● Exercise requirements
Rewrite the dm-thin test description starting at "This case can" and ending at "test will hang.", putting "deadlock" in place of "hang".

● Passage
════════════════════
If a user constructs a test that loops repeatedly over below steps
on dm-thin, block allocation can fail due to discards not having
completed yet (Fixed by a685557 dm thin: handle running out of data
space vs concurrent discard):
1) fill thin device via filesystem file
2) remove file
3) fstrim

And this maybe cause a deadlock (fast device likes ramdisk can help
a lot) when racing a fstrim with a filesystem (XFS) shutdown. (Fixed
by 8c81dd46ef3c Force log to disk before reading the AGF during a
fstrim)

This case can reproduce both two bugs if they're not fixed. If only
the dm-thin bug is fixed, then the test will pass. If only the fs
bug is fixed, then the test will fail. If both of bugs aren't fixed,
the test will hang.
════════════════════
● Data excerpts
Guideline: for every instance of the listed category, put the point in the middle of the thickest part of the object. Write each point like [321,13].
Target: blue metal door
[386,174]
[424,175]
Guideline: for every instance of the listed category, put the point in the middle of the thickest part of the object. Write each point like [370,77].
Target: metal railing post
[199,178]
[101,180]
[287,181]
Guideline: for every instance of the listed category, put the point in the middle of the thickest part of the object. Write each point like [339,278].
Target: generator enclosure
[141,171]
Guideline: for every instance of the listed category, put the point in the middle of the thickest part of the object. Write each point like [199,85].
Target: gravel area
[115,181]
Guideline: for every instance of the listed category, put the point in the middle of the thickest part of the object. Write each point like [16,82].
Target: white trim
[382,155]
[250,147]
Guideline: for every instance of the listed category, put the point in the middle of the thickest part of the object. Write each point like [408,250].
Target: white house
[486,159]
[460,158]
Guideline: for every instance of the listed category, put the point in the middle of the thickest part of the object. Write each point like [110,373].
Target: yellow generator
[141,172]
════════════════════
● Response to this exercise
This case can reproduce both two bugs if they're not fixed. If only
the dm-thin bug is fixed, then the test will pass. If only the fs
bug is fixed, then the test will fail. If both of bugs aren't fixed,
the test will deadlock.